▸ TEXTO PARA LEITURA:
· · · · · · ·

Pedestres passam por uma loja da Nike, em Xangai, China. (SOPA Images / Colaborador/Getty Images)
Vanessa Barbosa
Publicado em 18 de outubro de 2019 às 07h35.
São Paulo – No mundo em rede, o rumo dos negócios pode mudar da noite para o dia com apenas um post nas mídias sociais. Ainda mais na China. Prova disso é o atrito que se instalou entre a segunda maior economia do mundo e a Associação Nacional de Basquete dos Estados Unidos (NBA, na sigla em inglês) após um tuíte de um dirigente da equipe profissional norte-americana de basquetebol Houston Rockets. E a Nike está no meio do fogo cruzado.
Na semana passada, Daryl Morey, gerente geral do Houston Rockets, manifestou no Twitter seu apoio aos protestos antigovernamentais e pró-democracia em Hong Kong, afirmando "Lute pela liberdade, fique com Hong Kong". O posicionamento ficou pouco tempo no ar — Morey apagou a mensagem e se desculpou. Afirmou ainda que o comentário anterior era uma opinião dele e não representava a equipe Rockets ou a NBA.

· · · · · · ·

▸ MATERIAL FORNECIDO:
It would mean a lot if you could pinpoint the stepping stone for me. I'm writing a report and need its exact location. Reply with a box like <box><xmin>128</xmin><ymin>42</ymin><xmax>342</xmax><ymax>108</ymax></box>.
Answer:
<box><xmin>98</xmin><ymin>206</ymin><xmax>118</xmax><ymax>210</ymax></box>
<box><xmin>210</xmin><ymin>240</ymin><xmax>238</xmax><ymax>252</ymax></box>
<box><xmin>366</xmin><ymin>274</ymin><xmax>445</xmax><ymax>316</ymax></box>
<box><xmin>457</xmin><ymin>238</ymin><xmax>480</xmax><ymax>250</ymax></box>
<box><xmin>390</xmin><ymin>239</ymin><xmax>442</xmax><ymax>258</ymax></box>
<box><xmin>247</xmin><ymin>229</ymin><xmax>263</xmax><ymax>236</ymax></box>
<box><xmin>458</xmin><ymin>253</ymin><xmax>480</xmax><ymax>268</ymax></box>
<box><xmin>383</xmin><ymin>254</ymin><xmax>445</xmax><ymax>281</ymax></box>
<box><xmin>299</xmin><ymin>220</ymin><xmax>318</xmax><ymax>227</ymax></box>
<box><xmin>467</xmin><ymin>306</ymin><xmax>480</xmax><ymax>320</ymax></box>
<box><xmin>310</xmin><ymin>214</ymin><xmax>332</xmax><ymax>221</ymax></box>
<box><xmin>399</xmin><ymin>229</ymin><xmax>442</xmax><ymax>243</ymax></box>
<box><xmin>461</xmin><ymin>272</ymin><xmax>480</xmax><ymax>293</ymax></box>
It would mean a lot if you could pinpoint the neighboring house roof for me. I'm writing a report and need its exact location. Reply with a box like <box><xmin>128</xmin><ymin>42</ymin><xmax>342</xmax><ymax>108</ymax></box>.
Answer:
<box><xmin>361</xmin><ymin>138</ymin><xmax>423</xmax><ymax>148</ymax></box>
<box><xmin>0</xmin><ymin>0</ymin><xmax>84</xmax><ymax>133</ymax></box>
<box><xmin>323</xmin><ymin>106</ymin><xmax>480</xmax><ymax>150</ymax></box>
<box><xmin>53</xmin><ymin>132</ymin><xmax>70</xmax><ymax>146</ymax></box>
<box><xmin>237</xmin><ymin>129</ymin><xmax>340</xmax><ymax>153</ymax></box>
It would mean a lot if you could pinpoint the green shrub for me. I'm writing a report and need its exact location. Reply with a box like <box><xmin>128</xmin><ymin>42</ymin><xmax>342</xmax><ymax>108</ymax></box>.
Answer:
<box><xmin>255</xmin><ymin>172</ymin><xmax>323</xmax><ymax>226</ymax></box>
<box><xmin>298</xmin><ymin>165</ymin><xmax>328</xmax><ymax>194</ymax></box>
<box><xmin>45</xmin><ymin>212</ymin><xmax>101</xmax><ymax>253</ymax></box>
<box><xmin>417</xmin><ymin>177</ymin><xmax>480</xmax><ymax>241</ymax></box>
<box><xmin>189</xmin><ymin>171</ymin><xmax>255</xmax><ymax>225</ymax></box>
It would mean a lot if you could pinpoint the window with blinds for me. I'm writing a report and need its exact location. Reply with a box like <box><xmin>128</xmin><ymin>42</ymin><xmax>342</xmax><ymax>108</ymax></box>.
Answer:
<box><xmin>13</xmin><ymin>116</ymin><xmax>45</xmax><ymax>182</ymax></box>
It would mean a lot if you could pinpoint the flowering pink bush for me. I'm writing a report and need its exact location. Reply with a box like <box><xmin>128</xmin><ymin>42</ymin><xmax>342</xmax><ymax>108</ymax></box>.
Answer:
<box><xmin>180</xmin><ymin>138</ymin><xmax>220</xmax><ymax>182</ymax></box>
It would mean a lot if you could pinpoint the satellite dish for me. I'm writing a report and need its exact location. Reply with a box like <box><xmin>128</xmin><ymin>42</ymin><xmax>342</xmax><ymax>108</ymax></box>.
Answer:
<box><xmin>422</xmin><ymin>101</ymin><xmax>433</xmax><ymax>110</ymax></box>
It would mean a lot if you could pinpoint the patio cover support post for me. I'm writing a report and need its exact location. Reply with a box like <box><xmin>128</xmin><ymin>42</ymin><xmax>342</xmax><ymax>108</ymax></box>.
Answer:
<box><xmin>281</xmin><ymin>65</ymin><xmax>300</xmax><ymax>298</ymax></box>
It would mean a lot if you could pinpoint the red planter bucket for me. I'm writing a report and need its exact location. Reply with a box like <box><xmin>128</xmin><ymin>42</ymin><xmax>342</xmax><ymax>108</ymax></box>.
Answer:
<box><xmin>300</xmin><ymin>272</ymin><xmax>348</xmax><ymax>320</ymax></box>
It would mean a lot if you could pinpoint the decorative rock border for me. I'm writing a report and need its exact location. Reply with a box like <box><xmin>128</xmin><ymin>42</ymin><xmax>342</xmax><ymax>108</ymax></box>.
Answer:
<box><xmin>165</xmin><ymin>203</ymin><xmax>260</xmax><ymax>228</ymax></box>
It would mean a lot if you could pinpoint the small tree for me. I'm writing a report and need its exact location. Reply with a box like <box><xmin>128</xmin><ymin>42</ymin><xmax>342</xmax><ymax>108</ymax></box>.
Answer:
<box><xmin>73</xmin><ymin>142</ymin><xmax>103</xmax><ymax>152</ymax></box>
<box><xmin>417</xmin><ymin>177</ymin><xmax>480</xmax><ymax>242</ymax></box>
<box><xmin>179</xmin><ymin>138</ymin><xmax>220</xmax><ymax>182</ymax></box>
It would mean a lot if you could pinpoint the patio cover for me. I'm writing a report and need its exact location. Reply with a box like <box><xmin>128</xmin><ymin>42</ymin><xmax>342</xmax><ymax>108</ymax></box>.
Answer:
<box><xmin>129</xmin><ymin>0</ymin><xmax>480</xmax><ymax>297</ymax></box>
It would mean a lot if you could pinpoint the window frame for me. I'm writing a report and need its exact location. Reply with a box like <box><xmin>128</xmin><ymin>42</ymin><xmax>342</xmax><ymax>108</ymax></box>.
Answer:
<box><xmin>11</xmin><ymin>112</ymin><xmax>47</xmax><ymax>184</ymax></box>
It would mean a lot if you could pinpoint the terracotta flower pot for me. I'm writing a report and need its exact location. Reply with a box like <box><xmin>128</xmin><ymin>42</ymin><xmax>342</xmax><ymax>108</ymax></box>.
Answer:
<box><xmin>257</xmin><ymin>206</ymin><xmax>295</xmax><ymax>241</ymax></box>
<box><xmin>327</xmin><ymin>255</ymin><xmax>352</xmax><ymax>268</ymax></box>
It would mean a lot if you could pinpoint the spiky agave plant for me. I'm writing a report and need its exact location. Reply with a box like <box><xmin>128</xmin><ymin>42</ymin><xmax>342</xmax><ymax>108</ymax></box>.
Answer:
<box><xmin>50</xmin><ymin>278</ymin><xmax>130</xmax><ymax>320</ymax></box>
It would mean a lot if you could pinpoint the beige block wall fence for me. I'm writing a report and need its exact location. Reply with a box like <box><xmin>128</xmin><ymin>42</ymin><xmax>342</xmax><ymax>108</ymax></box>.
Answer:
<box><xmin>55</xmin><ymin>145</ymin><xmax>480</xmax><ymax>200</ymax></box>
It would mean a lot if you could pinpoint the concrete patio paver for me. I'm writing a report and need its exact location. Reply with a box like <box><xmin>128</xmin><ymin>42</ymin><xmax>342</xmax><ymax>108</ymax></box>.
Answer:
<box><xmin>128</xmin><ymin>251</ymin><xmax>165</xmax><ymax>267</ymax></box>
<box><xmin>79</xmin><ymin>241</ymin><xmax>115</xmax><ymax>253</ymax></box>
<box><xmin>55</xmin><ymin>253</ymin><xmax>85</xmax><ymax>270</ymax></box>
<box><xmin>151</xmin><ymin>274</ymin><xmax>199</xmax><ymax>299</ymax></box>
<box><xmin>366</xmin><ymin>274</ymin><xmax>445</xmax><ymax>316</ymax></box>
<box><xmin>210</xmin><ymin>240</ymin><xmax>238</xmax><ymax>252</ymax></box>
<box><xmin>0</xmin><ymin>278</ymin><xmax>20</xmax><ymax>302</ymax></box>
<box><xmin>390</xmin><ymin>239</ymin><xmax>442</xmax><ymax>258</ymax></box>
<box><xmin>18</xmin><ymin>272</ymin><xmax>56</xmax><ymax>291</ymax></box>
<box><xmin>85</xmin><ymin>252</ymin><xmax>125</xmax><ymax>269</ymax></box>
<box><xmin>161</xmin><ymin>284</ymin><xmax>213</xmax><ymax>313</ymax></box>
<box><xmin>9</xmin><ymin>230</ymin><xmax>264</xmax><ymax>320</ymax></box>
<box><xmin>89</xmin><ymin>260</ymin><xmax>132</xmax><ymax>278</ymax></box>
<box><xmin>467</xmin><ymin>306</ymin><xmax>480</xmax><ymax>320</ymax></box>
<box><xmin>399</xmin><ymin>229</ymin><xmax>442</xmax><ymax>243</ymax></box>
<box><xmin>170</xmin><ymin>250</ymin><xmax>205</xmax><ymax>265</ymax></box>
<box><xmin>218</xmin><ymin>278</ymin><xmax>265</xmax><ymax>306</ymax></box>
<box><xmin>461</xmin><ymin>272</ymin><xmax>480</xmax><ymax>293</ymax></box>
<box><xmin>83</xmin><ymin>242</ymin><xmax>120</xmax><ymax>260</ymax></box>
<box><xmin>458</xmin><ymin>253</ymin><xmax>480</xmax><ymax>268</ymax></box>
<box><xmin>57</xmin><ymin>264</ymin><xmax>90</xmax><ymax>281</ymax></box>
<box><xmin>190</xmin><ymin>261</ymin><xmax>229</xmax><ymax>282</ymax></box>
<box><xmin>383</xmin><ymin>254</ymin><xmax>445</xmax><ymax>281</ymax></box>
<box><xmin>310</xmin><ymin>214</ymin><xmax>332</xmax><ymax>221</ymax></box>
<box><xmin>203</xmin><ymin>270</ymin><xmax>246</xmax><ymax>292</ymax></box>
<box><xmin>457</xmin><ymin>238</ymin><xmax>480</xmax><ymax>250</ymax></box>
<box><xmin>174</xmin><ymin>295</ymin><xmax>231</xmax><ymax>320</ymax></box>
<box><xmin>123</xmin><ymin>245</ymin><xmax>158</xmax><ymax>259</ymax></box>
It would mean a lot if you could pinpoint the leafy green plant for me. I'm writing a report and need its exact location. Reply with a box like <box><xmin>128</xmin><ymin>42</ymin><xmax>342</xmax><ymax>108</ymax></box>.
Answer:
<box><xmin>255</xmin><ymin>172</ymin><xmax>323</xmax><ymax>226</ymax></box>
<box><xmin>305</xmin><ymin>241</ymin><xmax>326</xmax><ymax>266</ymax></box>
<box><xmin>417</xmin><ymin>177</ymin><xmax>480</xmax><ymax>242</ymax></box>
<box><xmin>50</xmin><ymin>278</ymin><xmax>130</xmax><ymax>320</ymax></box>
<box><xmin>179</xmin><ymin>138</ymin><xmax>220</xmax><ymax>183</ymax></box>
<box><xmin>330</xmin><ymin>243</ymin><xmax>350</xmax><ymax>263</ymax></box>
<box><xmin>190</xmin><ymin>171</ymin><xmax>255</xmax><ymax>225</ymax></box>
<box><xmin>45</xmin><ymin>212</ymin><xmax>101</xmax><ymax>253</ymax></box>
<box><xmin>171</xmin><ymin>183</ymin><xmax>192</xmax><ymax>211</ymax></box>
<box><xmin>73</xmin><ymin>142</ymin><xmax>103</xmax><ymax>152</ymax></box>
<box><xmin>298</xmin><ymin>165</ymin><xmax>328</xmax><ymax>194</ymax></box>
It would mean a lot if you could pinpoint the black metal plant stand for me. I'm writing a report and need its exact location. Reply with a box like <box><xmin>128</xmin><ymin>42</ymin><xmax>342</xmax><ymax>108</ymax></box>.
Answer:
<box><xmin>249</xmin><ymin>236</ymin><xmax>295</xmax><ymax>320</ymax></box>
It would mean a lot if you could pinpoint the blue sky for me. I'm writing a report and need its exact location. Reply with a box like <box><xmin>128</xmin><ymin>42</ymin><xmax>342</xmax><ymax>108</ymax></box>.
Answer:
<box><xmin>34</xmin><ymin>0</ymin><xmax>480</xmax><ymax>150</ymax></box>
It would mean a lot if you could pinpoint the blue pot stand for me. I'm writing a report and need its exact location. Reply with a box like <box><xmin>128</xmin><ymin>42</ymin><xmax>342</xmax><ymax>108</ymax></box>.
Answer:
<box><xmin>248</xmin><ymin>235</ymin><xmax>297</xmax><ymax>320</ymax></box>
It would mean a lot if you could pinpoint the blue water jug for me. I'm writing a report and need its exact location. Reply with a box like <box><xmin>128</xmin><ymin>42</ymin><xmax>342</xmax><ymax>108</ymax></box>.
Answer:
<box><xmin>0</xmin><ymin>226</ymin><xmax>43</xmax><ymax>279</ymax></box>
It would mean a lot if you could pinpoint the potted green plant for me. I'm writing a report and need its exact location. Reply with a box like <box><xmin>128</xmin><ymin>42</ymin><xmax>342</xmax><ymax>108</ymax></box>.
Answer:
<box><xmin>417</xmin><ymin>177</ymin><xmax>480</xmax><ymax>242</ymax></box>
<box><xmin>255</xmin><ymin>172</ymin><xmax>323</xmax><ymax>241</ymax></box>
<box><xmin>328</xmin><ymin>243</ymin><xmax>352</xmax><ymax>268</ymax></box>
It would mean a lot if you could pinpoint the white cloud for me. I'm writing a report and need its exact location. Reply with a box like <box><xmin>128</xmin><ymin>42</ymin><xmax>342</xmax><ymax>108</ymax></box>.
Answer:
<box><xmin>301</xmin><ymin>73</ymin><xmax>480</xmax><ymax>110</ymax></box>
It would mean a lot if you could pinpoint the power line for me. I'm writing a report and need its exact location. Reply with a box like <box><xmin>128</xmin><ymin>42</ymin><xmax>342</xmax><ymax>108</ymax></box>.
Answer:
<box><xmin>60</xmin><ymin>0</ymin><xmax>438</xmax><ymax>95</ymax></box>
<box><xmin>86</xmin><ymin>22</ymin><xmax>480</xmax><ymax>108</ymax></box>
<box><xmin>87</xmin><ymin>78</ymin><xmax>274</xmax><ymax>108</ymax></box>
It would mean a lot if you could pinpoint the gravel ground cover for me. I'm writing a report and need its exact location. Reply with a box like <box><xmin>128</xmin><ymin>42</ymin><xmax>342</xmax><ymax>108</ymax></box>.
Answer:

· · · · · · ·

▸ EXERCÍCIO:
No texto sobre o atrito entre a China e a NBA, que cargo Daryl Morey ocupa no Houston Rockets?

▸ EXERCÍCIO RESOLVIDO:
Gerente geral.